_Exercise prompt_: According to the text on Pennsylvania's college degree requirements, what percentage of commonwealth jobs does Governor Shapiro's executive order apply to?

Governor Shapiro Leads the Nation on Eliminating College Degree Requirements, Expanding Job Opportunities

Following Gov. Shapiro’s announcement, other states announced they would be taking action to eliminate college degree requirements for state jobs.  

HARRISBURG, PA – Governor Josh Shapiro is leading the way on opening the doors of opportunity to more people and expanding our workforce. Since the Governor signed an executive order removing four-year college degree requirements for most state government jobs, Georgia’s state senate and the state of Alaska have followed suit.

Governor Shapiro was one of the first governors to take action to remove degree requirements, joining the governors of MarylandColorado, and Utah, who have implemented similar policies. In addition to seeing other states take action to expand opportunities for workers, Governor Shapiro’s executive order action has garnered bipartisan support here in Pennsylvania, with Republicans and Democrats lauding this action:

  • Senate Majority Leader Joe Pittman: “Governor Shapiro’s Executive Order to expand employment opportunities for positions throughout state government is a step in the right direction.”
  • Senate Minority Leader Jay Costa: “Every Pennsylvanian deserves a good safe job they can raise a family on. I am so proud Governor Shapiro has removed degree requirements, getting rid of barriers to good jobs for working people. As we continue to create new economic opportunities for our commonwealth, we must ensure those opportunities are available to everyone, regardless of their age, race, faith, education, or ZIP code. I look forward to building on this excellent and necessary first step, and I’m grateful to Governor Shapiro for his efforts.”

Both the Wall Street Journal and New York Times Editorial Boards praised Governor Shapiro’s leadership on this issue, with the NYT ed board calling it “good policy and good leadership” and encouraging other states to follow his example.

Governor Shapiro believes everyone in Pennsylvania deserves a fair shot, and that government should serve the people – that’s why during his first month in office, he also took action to improve the Commonwealth’s licensing and permitting processes and to make it easier for workers and businesses to apply online.

Read more about Governor Shapiro’s executive order and how other states are following the Governor’s lead to eliminate barriers to employment below.

Pennsylvania Capital-Star: In his first executive order, Shapiro removes degree requirement for thousands of state jobs

On his first full day in office, Gov. Josh Shapiro, a Democrat, signed his first executive order, removing a four-year degree requirement for tens of thousands of state government jobs.

Shapiro — who took the oath of office on Tuesday with Lt. Gov. Austin Davis — said the order applies to 92% of commonwealth jobs, estimating that roughly 65,000 positions in the state will be open to Pennsylvanians regardless of whether they hold a college degree.

“In Pennsylvania, the people should decide what path is best for them, not have it decided by some arbitrary requirement or any arbitrary limitation,” Shapiro said during a public signing ceremony on Wednesday.

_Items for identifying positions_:
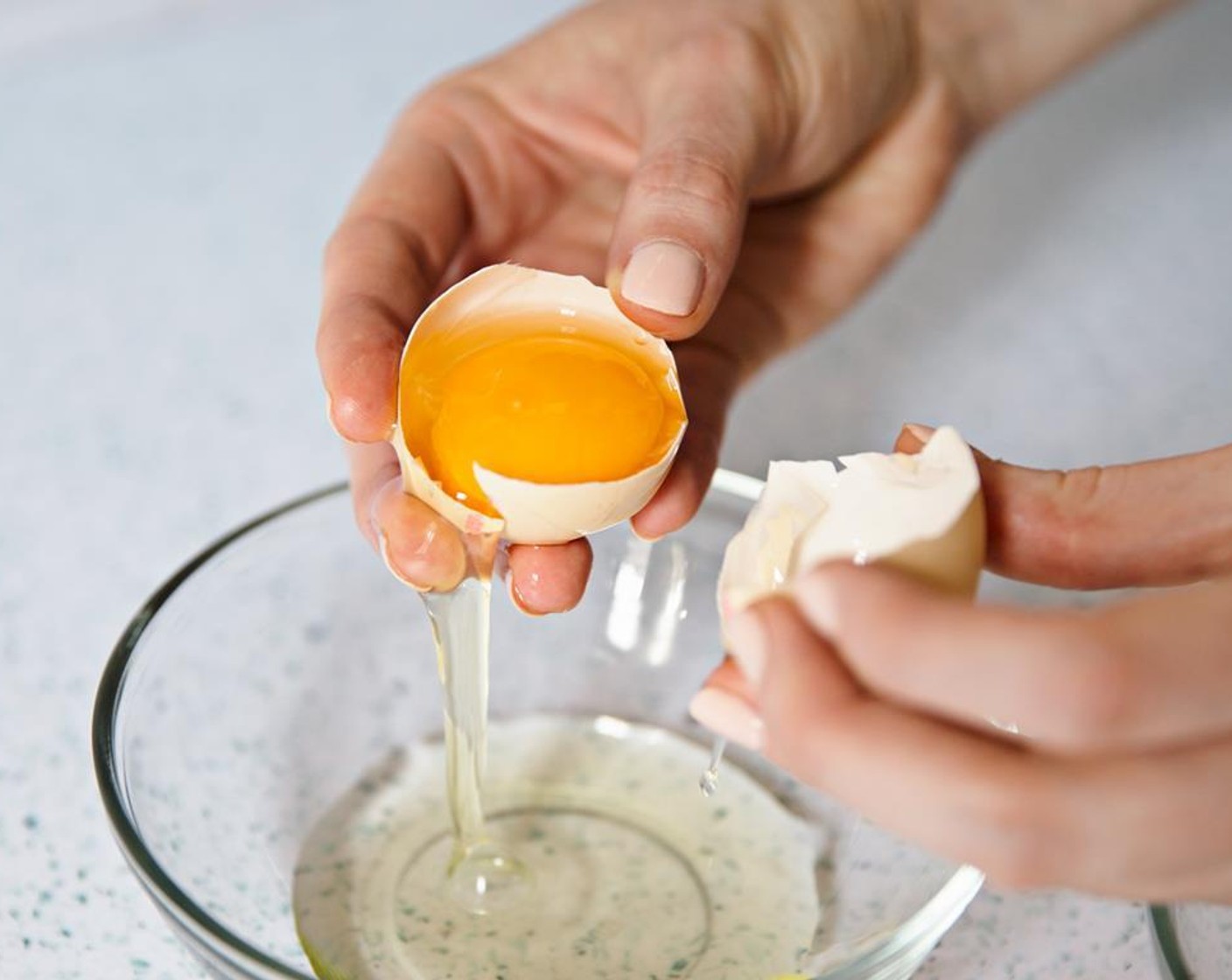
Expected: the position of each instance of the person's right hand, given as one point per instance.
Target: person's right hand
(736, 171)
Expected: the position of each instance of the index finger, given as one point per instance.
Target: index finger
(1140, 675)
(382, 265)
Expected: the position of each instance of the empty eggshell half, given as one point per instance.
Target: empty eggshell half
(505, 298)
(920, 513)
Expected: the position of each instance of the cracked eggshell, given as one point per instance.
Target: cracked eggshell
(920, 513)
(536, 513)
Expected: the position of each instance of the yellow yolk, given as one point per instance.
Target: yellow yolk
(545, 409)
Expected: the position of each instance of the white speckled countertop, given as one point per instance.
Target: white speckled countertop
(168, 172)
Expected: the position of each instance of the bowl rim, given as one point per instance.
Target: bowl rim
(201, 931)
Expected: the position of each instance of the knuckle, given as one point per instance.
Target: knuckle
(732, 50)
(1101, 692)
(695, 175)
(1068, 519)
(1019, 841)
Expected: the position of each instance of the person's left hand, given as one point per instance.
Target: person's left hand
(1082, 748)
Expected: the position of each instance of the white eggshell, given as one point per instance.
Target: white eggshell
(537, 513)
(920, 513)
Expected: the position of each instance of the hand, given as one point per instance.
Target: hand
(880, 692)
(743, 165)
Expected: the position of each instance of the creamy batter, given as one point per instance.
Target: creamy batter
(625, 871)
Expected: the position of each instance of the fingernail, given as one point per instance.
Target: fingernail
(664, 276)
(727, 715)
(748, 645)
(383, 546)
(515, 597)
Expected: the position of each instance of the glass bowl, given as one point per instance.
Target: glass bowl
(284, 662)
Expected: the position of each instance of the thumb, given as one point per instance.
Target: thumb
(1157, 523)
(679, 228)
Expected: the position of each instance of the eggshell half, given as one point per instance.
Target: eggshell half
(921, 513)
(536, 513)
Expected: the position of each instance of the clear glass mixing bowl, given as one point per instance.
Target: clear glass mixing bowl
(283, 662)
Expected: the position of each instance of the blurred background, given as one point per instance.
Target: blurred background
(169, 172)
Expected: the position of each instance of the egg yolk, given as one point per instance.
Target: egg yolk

_Reply to the exercise_: 92%